WHAT TO WORK ON
According to the album review, who provides backing vocals while also playing bass?

TEXT SHOWN

----

Pearcy’s in great voice, the passages of time disguise-able. But be forwarned, if you never liked Pearcy’s style before, this album is not going to change your mind. His vocals are augmented by some nice, but not overdone, backing vocals from the band. Longtime bassist Robbie Crane supplies backing vocals while holding down the bottom end.

INFESTATION_0005The sound of the album is pure Ratt, but modernly produced; surely the best sounding record they’ve done so far. Picture a heavier Out Of The Cellar. There are nods and winks to other eras of Ratt as well: I hear a little bit of “Way Cool” here and there, and damned if “Best Of Me” wouldn’t have fit right in on Detonator. Yet this is no retro-fest, as much as it does echo the 80’s. There are still sounds here that sound tougher and more modern, like the fast and heavy opener “Eat Me Up Alive” (my second favourite song).  There’s filler here, but even the filler is worth holding your finger off the skip button.  All except perhaps the dreadful “A Little Too Much”.

----

EXCERPTED DATA
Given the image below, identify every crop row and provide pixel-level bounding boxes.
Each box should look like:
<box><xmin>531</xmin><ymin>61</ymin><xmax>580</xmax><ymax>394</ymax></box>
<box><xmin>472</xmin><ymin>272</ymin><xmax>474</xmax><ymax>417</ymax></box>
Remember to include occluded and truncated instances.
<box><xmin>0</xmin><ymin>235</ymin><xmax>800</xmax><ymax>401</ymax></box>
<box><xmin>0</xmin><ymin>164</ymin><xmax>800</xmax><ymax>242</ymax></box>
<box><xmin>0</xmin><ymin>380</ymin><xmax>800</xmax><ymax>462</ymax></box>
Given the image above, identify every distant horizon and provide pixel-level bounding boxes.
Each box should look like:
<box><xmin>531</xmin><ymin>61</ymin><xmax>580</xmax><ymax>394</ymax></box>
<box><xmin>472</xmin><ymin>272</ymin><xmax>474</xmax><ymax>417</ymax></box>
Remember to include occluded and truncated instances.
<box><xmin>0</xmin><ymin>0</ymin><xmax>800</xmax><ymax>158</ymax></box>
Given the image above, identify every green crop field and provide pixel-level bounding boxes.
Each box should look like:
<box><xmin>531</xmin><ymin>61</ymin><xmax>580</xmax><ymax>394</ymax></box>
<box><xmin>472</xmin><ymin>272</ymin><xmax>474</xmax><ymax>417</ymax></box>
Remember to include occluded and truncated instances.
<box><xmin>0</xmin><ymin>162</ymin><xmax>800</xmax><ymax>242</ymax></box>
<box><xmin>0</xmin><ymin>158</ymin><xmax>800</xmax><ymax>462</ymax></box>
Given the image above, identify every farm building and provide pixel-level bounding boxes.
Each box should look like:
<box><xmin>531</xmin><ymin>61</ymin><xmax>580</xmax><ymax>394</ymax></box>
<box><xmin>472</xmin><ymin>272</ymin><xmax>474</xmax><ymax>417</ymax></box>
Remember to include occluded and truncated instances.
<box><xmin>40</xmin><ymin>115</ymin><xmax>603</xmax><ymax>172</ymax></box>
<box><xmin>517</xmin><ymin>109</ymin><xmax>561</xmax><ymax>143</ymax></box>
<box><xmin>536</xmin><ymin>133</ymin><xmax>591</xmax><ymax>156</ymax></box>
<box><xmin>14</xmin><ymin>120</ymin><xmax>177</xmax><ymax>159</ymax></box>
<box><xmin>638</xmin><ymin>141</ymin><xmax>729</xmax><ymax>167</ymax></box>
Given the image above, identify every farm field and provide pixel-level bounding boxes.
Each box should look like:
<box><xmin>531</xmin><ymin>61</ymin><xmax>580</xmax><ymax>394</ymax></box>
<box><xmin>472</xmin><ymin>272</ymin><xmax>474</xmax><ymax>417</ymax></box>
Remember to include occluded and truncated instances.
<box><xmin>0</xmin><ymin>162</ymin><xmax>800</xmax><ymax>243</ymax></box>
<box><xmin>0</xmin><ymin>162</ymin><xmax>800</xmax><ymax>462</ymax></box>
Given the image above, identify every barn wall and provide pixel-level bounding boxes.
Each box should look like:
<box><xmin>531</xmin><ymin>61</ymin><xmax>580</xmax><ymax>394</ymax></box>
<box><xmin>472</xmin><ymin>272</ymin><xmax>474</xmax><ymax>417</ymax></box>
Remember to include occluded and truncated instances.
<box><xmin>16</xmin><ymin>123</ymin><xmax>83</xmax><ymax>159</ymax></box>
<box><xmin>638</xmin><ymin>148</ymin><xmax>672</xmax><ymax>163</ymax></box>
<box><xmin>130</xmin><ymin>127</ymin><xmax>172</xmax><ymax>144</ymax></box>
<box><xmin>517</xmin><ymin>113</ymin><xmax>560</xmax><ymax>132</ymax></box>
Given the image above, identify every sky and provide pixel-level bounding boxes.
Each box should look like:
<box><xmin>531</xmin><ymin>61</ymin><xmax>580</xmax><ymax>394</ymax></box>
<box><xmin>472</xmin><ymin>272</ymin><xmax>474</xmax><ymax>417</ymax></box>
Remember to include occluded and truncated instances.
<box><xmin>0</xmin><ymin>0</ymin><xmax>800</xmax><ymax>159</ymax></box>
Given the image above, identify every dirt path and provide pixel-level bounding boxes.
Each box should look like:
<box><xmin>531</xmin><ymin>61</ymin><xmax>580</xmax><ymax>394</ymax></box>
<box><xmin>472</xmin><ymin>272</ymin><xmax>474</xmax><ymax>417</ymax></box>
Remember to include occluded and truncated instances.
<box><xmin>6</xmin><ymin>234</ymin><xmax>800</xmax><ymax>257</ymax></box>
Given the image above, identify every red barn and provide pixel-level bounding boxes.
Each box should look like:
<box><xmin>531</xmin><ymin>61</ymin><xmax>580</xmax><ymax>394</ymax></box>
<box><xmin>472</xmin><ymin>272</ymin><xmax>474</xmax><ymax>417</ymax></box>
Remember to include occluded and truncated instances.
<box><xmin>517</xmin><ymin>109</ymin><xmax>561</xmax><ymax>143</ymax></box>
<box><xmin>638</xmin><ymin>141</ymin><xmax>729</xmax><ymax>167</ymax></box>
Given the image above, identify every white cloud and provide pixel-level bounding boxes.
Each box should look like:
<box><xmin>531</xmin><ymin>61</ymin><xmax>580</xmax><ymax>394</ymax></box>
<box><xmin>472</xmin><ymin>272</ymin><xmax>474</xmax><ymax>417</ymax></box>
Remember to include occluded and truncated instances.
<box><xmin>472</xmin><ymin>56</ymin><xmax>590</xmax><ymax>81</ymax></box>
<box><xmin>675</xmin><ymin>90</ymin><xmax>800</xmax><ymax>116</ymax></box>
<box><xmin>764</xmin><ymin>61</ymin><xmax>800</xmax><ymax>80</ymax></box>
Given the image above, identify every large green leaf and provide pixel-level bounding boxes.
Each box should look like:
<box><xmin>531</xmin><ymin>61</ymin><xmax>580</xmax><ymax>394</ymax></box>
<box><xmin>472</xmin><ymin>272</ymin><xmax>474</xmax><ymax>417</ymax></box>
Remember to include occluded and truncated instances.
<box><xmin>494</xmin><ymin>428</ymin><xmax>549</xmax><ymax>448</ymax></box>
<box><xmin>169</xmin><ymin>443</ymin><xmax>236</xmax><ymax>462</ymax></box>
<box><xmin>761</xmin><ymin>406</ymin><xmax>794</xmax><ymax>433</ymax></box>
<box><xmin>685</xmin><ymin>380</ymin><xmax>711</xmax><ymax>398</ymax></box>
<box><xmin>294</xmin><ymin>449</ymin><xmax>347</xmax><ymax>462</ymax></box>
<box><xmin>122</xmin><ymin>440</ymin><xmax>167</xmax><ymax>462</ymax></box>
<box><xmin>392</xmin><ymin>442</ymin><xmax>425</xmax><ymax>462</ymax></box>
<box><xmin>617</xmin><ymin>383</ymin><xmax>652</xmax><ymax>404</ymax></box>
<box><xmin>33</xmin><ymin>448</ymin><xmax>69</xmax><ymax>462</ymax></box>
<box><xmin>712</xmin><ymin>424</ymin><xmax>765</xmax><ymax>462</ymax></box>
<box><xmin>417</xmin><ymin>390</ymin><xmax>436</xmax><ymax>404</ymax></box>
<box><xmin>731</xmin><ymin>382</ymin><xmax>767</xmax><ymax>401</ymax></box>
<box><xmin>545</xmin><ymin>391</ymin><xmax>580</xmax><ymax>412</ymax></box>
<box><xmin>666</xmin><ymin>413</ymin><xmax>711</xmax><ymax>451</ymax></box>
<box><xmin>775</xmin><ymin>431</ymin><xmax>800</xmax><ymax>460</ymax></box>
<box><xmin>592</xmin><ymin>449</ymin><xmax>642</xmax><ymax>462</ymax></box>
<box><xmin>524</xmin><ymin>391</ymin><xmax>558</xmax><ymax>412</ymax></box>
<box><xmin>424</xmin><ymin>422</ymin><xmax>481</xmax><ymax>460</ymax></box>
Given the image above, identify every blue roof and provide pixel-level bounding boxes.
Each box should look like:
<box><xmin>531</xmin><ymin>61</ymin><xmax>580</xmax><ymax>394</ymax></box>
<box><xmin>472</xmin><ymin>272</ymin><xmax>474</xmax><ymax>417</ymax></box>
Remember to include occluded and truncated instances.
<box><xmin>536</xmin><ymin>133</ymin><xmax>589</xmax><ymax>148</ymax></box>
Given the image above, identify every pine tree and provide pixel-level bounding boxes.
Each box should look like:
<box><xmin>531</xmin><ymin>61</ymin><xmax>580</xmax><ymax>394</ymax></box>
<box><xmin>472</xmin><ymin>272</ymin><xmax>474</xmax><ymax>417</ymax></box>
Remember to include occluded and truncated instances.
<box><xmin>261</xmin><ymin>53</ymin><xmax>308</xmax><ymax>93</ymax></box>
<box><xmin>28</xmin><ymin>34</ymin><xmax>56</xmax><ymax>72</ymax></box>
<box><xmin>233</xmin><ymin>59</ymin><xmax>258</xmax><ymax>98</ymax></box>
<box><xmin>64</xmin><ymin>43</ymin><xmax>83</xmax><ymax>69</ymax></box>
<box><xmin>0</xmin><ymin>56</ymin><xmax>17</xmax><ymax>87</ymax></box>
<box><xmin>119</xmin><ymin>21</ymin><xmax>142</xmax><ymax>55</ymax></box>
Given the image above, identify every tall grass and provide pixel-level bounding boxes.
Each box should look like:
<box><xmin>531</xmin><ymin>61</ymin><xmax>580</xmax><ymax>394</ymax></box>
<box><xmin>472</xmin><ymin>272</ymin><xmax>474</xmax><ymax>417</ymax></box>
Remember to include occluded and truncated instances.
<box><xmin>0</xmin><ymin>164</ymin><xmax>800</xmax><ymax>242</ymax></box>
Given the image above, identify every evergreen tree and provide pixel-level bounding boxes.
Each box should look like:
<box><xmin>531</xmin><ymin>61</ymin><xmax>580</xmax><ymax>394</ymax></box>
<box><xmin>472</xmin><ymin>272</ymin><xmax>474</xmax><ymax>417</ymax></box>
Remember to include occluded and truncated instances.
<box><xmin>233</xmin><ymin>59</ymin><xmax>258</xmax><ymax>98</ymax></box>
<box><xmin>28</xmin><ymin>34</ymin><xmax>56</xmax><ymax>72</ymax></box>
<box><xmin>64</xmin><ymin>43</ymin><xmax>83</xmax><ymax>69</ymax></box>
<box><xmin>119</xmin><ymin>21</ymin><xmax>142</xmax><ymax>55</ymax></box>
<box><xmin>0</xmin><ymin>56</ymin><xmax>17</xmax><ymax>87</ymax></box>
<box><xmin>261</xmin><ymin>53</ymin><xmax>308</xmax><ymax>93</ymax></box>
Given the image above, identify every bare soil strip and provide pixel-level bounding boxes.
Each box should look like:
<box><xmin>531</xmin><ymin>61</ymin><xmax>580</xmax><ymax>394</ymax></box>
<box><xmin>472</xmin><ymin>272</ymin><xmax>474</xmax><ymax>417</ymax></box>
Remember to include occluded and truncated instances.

----

RESPONSE AREA
Longtime bassist Robbie Crane.